======== The records
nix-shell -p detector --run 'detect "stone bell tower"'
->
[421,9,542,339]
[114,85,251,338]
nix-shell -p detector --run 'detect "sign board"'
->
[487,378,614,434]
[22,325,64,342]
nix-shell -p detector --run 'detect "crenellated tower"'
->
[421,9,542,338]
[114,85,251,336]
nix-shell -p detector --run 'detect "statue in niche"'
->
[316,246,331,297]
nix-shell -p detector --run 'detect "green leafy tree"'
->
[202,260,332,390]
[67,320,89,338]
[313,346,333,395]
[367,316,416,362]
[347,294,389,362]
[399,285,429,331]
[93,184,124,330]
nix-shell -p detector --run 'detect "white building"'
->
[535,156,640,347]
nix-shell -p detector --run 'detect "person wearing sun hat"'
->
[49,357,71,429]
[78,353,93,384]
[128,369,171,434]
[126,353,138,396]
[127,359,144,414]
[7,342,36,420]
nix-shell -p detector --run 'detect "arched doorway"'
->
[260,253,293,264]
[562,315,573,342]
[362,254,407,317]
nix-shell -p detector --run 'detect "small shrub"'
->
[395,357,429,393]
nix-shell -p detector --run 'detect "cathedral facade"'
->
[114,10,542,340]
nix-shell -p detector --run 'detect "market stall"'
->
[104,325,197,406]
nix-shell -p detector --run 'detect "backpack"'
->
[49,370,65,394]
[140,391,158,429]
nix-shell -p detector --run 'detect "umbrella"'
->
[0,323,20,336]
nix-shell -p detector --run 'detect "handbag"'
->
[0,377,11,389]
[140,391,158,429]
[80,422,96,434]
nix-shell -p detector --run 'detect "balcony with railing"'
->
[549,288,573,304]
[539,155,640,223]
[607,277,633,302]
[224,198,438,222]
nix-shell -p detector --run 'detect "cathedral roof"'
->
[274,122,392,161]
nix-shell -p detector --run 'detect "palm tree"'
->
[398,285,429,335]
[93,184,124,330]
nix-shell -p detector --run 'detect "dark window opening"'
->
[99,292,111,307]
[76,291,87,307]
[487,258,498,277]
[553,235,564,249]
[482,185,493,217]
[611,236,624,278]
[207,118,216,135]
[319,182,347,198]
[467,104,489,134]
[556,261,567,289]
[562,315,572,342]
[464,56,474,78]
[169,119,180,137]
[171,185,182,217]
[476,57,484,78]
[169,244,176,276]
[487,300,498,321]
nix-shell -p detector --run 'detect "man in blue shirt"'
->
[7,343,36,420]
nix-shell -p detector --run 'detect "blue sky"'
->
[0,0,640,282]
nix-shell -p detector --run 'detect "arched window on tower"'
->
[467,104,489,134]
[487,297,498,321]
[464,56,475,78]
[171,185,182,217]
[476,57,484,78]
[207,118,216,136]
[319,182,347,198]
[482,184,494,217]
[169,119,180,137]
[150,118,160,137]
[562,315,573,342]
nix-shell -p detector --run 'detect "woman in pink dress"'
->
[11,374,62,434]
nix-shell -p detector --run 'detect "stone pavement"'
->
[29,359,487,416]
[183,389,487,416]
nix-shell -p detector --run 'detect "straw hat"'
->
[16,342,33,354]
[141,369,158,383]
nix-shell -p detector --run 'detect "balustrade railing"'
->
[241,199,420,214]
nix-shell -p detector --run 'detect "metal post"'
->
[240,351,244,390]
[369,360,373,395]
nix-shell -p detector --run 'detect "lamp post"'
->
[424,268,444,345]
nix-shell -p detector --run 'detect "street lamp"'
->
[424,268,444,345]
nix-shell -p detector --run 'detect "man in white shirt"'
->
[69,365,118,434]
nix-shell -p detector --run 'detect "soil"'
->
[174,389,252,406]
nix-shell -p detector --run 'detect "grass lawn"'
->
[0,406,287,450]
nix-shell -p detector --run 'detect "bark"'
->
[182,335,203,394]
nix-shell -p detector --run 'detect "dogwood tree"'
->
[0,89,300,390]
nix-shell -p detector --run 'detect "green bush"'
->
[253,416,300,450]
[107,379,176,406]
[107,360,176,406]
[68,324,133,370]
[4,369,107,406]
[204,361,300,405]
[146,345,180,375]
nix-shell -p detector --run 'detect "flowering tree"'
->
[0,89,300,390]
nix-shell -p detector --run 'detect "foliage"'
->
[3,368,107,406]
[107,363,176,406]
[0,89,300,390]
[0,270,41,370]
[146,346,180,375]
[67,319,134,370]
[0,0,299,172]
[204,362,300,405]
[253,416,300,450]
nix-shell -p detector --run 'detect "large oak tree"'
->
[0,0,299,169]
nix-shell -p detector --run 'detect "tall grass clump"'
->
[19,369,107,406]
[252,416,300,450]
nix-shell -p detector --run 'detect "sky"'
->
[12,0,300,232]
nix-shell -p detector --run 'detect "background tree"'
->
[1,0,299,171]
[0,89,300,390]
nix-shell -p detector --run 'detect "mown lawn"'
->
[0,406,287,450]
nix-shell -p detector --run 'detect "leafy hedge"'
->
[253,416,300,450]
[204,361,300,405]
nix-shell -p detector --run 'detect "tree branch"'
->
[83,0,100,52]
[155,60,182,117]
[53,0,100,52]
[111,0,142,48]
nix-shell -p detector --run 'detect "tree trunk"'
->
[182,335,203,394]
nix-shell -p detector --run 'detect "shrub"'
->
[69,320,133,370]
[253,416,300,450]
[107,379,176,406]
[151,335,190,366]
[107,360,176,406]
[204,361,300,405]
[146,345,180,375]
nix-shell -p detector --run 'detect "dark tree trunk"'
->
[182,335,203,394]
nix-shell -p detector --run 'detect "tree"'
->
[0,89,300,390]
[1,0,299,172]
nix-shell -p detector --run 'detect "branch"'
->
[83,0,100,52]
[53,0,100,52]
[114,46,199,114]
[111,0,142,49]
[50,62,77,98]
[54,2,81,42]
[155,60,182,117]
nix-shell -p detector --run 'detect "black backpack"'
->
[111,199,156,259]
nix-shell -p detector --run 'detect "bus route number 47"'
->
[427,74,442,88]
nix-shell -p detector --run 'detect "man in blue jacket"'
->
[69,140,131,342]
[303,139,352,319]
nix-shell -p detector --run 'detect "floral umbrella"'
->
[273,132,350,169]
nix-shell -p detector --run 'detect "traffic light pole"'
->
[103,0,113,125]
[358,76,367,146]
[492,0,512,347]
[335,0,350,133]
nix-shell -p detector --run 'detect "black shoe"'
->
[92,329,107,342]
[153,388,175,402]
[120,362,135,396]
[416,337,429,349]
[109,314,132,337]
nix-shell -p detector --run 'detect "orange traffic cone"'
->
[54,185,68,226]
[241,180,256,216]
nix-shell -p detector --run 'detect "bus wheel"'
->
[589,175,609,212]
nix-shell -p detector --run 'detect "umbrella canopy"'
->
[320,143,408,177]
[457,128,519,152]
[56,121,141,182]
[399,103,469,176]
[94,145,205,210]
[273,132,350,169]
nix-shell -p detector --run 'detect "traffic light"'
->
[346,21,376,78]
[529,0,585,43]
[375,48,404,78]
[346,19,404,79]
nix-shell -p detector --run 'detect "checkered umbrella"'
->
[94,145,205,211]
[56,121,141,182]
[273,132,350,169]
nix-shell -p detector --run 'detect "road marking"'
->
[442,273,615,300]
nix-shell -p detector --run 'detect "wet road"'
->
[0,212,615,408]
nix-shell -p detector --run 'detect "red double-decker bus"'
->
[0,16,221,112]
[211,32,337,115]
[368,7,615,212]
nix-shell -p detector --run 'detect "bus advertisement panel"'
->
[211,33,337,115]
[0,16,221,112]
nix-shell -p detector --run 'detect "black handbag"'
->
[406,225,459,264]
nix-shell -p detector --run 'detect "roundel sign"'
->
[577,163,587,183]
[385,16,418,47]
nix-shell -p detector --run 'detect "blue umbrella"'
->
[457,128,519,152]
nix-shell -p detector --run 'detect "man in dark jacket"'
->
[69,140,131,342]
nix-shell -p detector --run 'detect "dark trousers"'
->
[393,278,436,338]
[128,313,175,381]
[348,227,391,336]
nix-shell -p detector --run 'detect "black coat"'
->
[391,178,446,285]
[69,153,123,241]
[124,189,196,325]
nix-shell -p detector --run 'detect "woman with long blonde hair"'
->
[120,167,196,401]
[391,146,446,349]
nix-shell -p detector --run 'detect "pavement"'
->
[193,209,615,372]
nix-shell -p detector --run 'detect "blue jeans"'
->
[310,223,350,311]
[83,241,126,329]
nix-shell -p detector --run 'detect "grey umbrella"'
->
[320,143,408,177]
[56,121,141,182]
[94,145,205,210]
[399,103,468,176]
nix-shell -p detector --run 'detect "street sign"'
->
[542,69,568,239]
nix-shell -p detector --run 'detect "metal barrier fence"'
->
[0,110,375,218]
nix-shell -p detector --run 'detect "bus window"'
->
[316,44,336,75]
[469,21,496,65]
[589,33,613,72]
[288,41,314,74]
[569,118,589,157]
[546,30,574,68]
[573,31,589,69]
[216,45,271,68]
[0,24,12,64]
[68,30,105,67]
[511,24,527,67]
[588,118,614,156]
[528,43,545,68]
================
▶ **Written exercise**: Copy the material exactly, from its first line up to and including the line with "[316,246,331,297]".

▶ **Task result**:
nix-shell -p detector --run 'detect "stone bell tower"'
->
[421,9,542,339]
[114,85,251,338]
nix-shell -p detector --run 'detect "sign board"'
->
[487,378,614,434]
[22,325,64,342]
nix-shell -p detector --run 'detect "crenellated tower"'
->
[421,9,542,338]
[114,85,251,336]
nix-shell -p detector --run 'detect "statue in niche"'
->
[316,246,331,297]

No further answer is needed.